── Supplied records

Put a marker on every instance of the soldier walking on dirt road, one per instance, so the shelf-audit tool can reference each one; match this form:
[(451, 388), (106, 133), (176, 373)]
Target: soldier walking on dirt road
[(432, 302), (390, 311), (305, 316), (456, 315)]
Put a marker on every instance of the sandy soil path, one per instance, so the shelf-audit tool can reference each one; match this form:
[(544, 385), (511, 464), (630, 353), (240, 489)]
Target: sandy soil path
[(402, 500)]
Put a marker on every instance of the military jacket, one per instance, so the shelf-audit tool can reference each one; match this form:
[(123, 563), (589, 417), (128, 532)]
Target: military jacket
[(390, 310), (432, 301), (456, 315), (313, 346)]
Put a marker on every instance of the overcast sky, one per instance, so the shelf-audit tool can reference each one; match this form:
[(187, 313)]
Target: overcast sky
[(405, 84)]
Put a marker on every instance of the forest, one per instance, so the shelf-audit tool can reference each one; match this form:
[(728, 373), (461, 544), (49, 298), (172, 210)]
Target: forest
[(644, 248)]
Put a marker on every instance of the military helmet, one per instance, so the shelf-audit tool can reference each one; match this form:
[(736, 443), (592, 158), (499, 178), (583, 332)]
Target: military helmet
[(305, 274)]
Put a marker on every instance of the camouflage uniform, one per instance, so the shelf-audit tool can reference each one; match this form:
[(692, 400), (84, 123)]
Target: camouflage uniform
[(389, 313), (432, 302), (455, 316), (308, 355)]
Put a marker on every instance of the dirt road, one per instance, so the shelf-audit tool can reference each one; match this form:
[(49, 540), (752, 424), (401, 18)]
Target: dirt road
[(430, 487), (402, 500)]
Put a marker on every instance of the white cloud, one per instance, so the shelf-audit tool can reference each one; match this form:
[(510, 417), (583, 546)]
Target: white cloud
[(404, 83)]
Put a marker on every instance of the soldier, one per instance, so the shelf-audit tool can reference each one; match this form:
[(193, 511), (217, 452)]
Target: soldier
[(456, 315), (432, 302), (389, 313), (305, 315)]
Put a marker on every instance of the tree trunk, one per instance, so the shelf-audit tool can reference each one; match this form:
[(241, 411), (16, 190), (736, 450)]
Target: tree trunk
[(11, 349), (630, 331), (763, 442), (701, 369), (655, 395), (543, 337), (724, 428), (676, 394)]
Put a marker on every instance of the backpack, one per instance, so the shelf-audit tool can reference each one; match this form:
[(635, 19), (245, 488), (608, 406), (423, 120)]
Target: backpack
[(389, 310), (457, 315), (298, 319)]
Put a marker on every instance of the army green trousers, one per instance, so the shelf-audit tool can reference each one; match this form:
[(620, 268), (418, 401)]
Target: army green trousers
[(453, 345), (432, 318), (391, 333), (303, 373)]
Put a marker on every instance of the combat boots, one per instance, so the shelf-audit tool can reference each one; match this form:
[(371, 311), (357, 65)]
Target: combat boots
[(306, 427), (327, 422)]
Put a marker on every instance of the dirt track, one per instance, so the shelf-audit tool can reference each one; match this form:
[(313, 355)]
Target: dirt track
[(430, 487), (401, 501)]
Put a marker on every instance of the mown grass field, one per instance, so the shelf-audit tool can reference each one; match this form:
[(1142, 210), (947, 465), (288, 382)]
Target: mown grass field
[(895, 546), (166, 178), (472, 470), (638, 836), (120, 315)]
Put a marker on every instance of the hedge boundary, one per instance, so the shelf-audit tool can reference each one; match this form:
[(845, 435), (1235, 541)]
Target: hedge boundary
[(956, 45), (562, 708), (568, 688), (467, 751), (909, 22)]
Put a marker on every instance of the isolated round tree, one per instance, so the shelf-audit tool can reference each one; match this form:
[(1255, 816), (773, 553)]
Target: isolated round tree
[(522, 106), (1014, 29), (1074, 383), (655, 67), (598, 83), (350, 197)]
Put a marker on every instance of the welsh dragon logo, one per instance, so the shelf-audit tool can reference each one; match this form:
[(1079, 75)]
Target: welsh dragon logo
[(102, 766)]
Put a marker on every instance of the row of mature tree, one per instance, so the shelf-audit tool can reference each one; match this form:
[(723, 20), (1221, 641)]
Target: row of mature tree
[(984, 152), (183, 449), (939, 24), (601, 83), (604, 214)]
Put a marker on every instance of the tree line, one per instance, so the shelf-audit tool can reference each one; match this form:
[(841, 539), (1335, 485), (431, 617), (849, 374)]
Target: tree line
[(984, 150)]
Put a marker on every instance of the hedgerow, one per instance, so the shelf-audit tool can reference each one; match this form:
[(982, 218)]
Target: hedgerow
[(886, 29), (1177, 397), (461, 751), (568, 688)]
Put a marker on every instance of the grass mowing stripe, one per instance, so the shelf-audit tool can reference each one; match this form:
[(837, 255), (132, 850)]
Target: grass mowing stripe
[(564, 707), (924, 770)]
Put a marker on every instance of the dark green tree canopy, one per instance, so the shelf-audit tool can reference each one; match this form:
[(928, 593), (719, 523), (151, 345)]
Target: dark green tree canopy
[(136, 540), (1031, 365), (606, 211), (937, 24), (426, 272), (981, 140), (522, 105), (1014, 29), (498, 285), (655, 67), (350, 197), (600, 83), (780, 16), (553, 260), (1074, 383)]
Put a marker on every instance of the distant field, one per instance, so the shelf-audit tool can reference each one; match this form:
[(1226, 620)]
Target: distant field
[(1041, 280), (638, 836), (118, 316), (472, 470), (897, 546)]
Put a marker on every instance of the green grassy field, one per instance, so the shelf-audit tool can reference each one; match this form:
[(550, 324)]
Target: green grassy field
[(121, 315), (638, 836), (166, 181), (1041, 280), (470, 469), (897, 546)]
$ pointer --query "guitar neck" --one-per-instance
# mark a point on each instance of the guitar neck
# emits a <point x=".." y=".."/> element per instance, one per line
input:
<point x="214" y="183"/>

────

§ **Work required**
Retype the portion of the data above that starts on the line with "[(635, 19), (245, 488), (608, 406), (423, 120)]" and finishes on the line with "[(313, 355)]", including both of those lines.

§ **Your solution**
[(635, 19), (245, 488), (608, 406), (423, 120)]
Target: backpack
[(389, 310), (457, 315), (298, 319)]
Put a marker on every instance of the army green trousers, one per instance, so the shelf-audit tool can reference each one; match this form:
[(620, 268), (418, 401)]
Target: army green trousers
[(453, 345), (432, 318), (391, 333), (303, 373)]
Put a marker on every instance of the combat boots, one per instance, so the shelf-audit tool can reference each one; match this form:
[(371, 311), (357, 65)]
Target: combat boots
[(306, 427), (327, 422)]
Put a marker on every instance of the dirt track, one per instance, so the shelf-audit tool can reference each one; match this form:
[(313, 355)]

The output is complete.